Selected extract:
Presumably the thing to be done by the very large contingent of overlapping fans of both Hitchhiker’s Guide and Discworld, is to sport a towel with a design of lilacs.  A quick internet search reveals a shocking dearth of decent towels embellished with decent lilacs, so I see a fabulous opportunity here for someone of entrepreneurial spirit.  We have 365 days to remedy this omission in bath linens, so Don’t Panic, and get busy!  (First stop, the above-mentioned towel design contest!)

[Pictures: “42 Uses for Towels” t-shirt designed by DoodleDojo;
Cover illustration by Paul Kidby from Night Watch by Terry Pratchett, 2002;
Lilacs kitchen towel designed by Mousefx (Image from Zazzle).]

May 22, 2015

Eiffel Tower

        Today I printed the piece I began carving at my last show.  It’s based on a photograph I took on a trip to Paris fifteen years ago, standing under the Eiffel Tower and looking up along one of the legs.  I liked the way it seemed almost abstract, yet still actually depicted something, and I liked the way there were areas of black on white and areas of white on black.

Raw data:
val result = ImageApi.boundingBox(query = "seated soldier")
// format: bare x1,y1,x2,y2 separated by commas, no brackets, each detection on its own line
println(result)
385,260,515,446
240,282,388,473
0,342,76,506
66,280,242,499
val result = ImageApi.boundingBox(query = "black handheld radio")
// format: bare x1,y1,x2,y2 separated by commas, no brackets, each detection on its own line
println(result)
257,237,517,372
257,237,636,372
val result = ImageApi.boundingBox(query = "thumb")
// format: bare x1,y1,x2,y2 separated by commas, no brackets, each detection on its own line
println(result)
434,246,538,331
---
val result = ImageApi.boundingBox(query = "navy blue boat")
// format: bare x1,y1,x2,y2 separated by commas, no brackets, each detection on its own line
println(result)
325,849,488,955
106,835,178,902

Task set:
A. In the blog excerpt, how long before the post was the Paris photograph taken?
B. Please set down the blog excerpt's wording from "Today I printed" up to and including "white on black.".
C. Summarize the blog excerpt in two sentences.

Results in order:
A. Fifteen years.

B.
Today I printed the piece I began carving at my last show.  It’s based on a photograph I took on a trip to Paris fifteen years ago, standing under the Eiffel Tower and looking up along one of the legs.  I liked the way it seemed almost abstract, yet still actually depicted something, and I liked the way there were areas of black on white and areas of white on black.

C. The author says fans of both Hitchhiker's Guide and Discworld should sport a towel with a lilac design, and notes that an internet search shows a shocking lack of decent lilac towels, which is an opportunity for someone entrepreneurial. The author also printed a piece begun at the last show, based on a photograph taken under the Eiffel Tower fifteen years earlier that looked almost abstract and had areas of black on white and white on black.